What to work on = Pick up the tutorial on writing wrapper functions in R and continue it from its final sentence.

━━ Provided text

By default, functions like mean() don’t remove NA values from the input vector prior to computation
Let’s “wrap” the mean() function in our own function meanNA()

# defining the function
meanNA <- function(...) {
  mean(..., na.rm = TRUE)
}

# testing it out
meanNA(x = c(1, 2, NA, 0, 5)) # should be 2

[1] 2

meanNA(x = rep(0, 5)) # should be 0

[1] 0

meanNA(x = rep(1, 5)) # should be 1

[1] 1

meanNA(x = c(1, 2, 2, 0, 5)) # should be 2

[1] 2

Tip: dot-dot-dot

The ... argument in the user-defined wrapper accepts any number of arguments, and then sends those arguments to another function within the body of the wrapper.

We use the ... argument so that meanNA() can accept any of the arguments that you’d usually pass to mean() without having to name those argument explicitly when creating the wrapper
This is fun! Let’s make another wrapper function!
The stringr::str_c() is used to combine the elements of character vectors

chr_a <- c("Hey, ", "Hi, ", "Hello, ")
chr_b <- c("Jaewan", "Liana", "Rebecca")
chr_c <- c("!", "!", "?")
str_c(chr_a, chr_b, chr_c)

[1] "Hey, Jaewan!"    "Hi, Liana!"      "Hello, Rebecca?"

It also has this handy argument collapse= that’ll just take all the strings and smoosh ’em together into a single string

str_c(chr_a, chr_b, chr_c, collapse = " ")

[1] "Hey, Jaewan! Hi, Liana! Hello, Rebecca?"

Let’s wrap this functionality up in a new function

# defining the function
str_smoosh <- function(...){
  str_c(..., collapse = "")
}

# testing it out
str_smoosh(c("Super", "cali", "fragilistic", "expi", "ali", "docious"))

[1] "Supercalifragilisticexpialidocious"

Note: str_flatten()

The functionality of str_smoosh() already exists in the {stringr} package as str_flatten(). I think str_smoosh() is a better name though.

In-class exercises

Exercises
Solutions

The function log() takes a numeric vector and returns the natural logarithmic transformation of that vector (i.e., calculating the natural log for each element of the vector). Create a wrapper function called log3 that returns the log base 3 transformation of a given numeric vector. The log() function that you’re wrapping only has two arguments anyway, so you don’t need to use a ... argument.
By default, summarize() removes that last grouping level. Create a wrapper function around summarize() that does not remove any grouping levels. Take a peek at the .group= argument.

━━━━
━━ Raw data

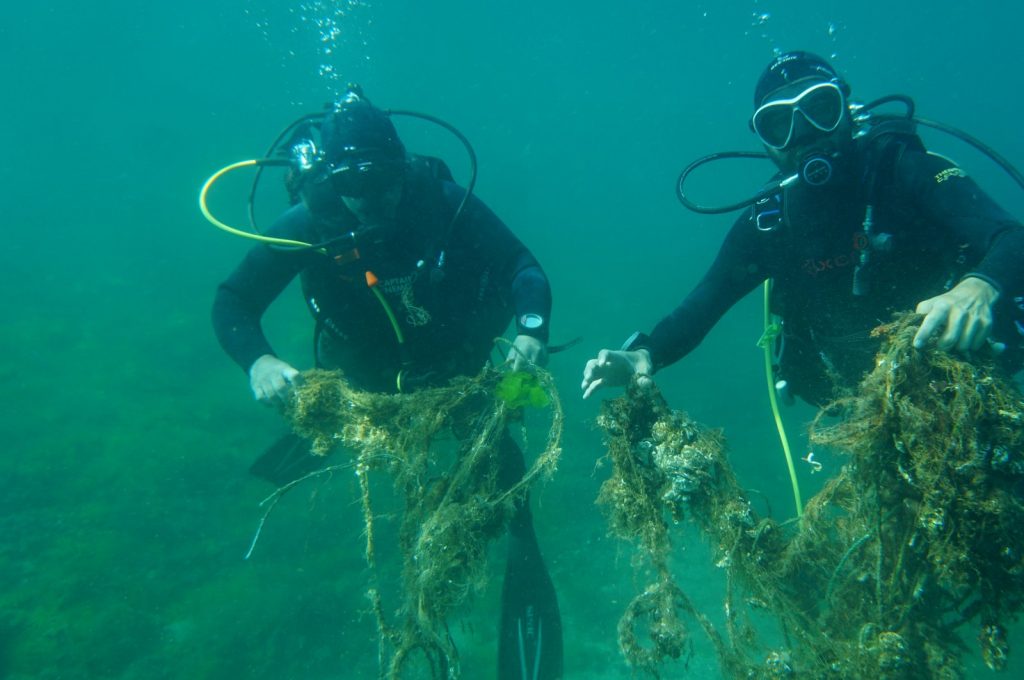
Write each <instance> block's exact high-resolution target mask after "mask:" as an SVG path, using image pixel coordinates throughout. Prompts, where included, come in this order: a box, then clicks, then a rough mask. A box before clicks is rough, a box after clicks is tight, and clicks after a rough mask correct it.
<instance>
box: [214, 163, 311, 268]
mask: <svg viewBox="0 0 1024 680" xmlns="http://www.w3.org/2000/svg"><path fill="white" fill-rule="evenodd" d="M260 163H262V161H259V160H251V161H239V162H238V163H232V164H230V165H228V166H225V167H223V168H221V169H220V170H218V171H217V172H215V173H213V174H212V175H210V178H209V179H207V180H206V181H205V182H203V188H201V189H200V192H199V209H200V211H202V213H203V217H206V219H207V220H208V221H209V222H210V223H211V224H213V225H214V226H216V227H217V228H218V229H223V230H224V231H227V232H228V233H233V235H234V236H237V237H242V238H243V239H250V240H252V241H259V242H260V243H266V244H272V245H274V246H292V247H295V248H309V247H311V246H312V244H308V243H305V242H303V241H292V240H291V239H274V238H273V237H265V236H263V235H262V233H253V232H252V231H246V230H245V229H239V228H236V227H233V226H230V225H229V224H225V223H223V222H221V221H220V220H219V219H217V218H216V217H214V216H213V213H212V212H210V209H209V208H208V207H207V204H206V197H207V194H209V192H210V187H211V186H213V184H214V182H216V181H217V180H218V179H220V178H221V177H223V176H224V175H226V174H227V173H228V172H231V171H233V170H238V169H239V168H250V167H255V166H258V165H260Z"/></svg>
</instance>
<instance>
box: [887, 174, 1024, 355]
mask: <svg viewBox="0 0 1024 680" xmlns="http://www.w3.org/2000/svg"><path fill="white" fill-rule="evenodd" d="M900 166H901V167H900V175H901V178H903V180H904V182H905V183H906V184H908V185H910V186H911V187H912V190H911V194H910V195H911V196H912V197H914V198H915V201H916V203H918V206H919V209H921V210H922V211H923V212H924V213H925V214H926V215H927V216H928V218H929V220H930V222H931V223H933V224H935V225H936V227H938V228H940V229H943V230H945V231H946V232H947V233H949V235H950V236H951V237H952V240H953V242H954V243H956V244H957V245H958V246H959V247H961V248H962V251H963V252H964V255H965V256H966V257H968V258H970V259H973V260H977V261H978V263H977V264H976V265H975V266H974V267H973V268H972V269H971V270H970V271H969V272H968V273H967V274H965V275H964V277H963V279H962V280H961V282H959V283H958V284H957V285H956V286H955V287H954V288H952V289H951V290H949V291H947V292H945V293H943V294H941V295H937V296H935V297H933V298H929V299H927V300H924V301H922V302H921V303H920V304H919V305H918V308H916V311H918V313H922V314H925V320H924V322H923V323H922V325H921V328H920V329H919V331H918V334H916V336H915V337H914V345H915V346H916V347H919V348H920V347H924V346H925V345H926V344H927V343H928V341H929V340H930V339H931V338H933V337H935V338H936V340H937V345H938V347H939V348H940V349H943V350H950V349H955V350H957V351H962V352H966V351H973V350H977V349H979V348H981V347H982V346H983V345H984V344H985V341H986V340H988V337H989V334H990V333H991V329H992V318H993V312H994V310H995V305H996V302H997V301H998V300H999V298H1000V296H1001V293H1002V292H1004V291H1005V290H1006V291H1012V292H1014V294H1015V295H1019V294H1020V293H1021V292H1022V291H1024V267H1022V266H1021V262H1022V261H1024V227H1022V226H1021V224H1020V223H1019V222H1017V221H1016V220H1015V219H1014V218H1013V217H1012V216H1011V215H1010V214H1009V213H1007V212H1006V211H1005V210H1002V209H1001V208H1000V207H999V206H998V205H997V204H996V203H995V202H994V201H993V200H992V199H991V198H990V197H988V196H987V195H986V194H985V193H984V192H983V190H982V189H981V188H980V187H979V186H978V185H977V184H976V183H975V182H974V180H973V179H971V178H970V177H968V176H966V174H964V173H963V172H962V171H961V170H959V169H958V168H955V166H953V165H952V164H951V163H949V162H948V161H946V160H945V159H941V158H938V157H934V156H928V155H925V154H908V155H906V156H905V157H904V158H903V159H902V160H901V162H900ZM906 177H910V179H906Z"/></svg>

━━━━

Expected answer =
# exercise 4
## defining the function
log3 <- function(x) {
  log(x, base = 3)
}

## testing the funciton out
log3(c(1, 3, 9, 27, 81)) # should give 0, 1, 2, 3, 4

# exercise 5
## defining the function
summarize_keep <- function(...) {
  summarize(..., .groups = "keep")
}

## testing the function out
### should yield a tibble with 6 groups (and does!)
penguins |>
  drop_na(sex) |>
  group_by(species, sex) |>
  summarize_keep(avg_body_mass = meanNA(body_mass_g))

Conditional execution

Let’s add some functionality to R’s built-in length() function
I want to have the option to remove NA values before calculating the length of a vector

# defining the function
lengthNA <- function(x, na.rm = FALSE) { # FALSE is the default
  if (na.rm == FALSE) { # if the na.rm object is FALSE
    length(x) # then simply calculate the length
  } else { # otherwise
    length(x[!is.na(x)]) # remove NAs then calculate length
  }
}

# testing the funciton out
lengthNA(1:5) # should return 5

[1] 5

lengthNA(c(1, 2, 3, NA, 5), na.rm = TRUE) # should return 4

[1] 4

Note: logical indexing

In the user-defined function above, is.na() returns a logical vector that is true when x is NA and FALSE otherwise. I invert this logical vector by calling ! on it (TRUE becomes FALSE and vice versa). I then use the resulting logical vector to index x. Elements in x that are NA will be removed.

# creating an example vector with NA
x <- c(1, 2, 3, NA, 5)

# the result of is.na(x)
is.na(x)

[1] FALSE FALSE FALSE  TRUE FALSE

# the result of !is.na(x)
!is.na(x)

[1]  TRUE  TRUE  TRUE FALSE  TRUE

# the result of logical indexing
x[!is.na(x)]

[1] 1 2 3 5

The tidyverse (specifically {dplyr}) provides us with the if_else() function that can make our code a bit cleaner

lengthNA <- function(x, na.rm = FALSE) {
  if_else(condition = na.rm == FALSE,
          true = length(x),
          false = length(x[!is.na(x)]))
}

Important: if_else() requirements

The if_else() function can only be used when the outputs of true= and false= are the same length as the logical vector passed to condition=.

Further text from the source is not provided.